» **Stated task**: Which lines in the material below contain the string "pine"? Copy each of those lines in full.

--- Supplied material ---

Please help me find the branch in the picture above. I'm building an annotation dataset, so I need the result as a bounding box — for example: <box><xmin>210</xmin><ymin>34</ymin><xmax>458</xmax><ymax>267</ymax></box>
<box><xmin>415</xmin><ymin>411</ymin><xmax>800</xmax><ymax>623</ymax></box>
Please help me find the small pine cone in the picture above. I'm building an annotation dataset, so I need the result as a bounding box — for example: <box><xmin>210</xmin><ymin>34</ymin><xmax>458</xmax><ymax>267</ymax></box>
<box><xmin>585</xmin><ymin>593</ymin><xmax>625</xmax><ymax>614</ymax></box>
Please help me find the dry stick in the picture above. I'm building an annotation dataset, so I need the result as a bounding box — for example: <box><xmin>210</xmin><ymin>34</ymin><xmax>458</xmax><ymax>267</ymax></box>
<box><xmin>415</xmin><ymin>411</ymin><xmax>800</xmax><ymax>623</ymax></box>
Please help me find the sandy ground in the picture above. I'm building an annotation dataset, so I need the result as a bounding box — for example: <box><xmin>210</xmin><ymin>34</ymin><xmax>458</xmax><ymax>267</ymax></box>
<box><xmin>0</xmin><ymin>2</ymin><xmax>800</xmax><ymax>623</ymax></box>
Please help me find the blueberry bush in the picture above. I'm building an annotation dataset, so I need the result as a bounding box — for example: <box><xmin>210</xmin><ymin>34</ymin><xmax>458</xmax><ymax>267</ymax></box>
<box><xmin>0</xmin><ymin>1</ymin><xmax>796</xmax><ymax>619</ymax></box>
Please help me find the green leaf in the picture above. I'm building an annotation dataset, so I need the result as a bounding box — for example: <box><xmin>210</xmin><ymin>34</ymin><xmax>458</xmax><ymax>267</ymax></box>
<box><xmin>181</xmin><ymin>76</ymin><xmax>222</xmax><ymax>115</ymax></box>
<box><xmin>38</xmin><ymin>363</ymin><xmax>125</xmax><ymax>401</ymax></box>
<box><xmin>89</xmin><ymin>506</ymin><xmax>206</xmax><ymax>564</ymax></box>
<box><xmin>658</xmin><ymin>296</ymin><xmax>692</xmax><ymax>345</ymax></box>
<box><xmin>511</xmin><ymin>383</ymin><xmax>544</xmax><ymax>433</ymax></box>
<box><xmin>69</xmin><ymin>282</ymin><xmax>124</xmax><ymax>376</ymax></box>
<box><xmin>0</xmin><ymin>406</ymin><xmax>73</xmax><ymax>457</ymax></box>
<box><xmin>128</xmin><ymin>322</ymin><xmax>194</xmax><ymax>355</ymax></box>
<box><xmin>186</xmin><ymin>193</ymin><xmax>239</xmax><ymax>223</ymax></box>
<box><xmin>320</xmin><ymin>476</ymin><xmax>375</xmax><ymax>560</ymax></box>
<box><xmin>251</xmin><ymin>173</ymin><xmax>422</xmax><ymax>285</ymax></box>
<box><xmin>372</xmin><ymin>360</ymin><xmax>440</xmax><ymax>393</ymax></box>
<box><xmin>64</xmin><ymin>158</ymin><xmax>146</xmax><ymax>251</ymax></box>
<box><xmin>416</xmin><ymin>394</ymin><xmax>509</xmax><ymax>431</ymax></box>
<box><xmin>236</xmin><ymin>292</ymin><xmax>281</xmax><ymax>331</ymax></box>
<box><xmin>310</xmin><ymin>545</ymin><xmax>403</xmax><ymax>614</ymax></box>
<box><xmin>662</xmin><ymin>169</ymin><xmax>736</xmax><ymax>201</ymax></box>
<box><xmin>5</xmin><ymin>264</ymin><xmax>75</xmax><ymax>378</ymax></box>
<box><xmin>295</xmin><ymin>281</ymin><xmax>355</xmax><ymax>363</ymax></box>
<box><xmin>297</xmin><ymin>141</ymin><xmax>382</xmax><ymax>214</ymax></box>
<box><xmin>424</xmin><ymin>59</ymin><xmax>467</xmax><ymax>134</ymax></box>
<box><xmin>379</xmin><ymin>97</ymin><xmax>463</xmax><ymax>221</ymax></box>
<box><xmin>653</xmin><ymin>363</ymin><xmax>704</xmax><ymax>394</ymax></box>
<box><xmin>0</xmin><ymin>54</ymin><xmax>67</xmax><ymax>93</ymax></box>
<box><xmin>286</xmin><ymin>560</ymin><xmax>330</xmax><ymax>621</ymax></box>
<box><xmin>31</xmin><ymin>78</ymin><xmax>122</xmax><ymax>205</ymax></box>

---

» **Response to this exercise**:
Please help me find the small pine cone in the picture above. I'm building an annotation dataset, so I need the result as a bounding box — for example: <box><xmin>210</xmin><ymin>34</ymin><xmax>458</xmax><ymax>267</ymax></box>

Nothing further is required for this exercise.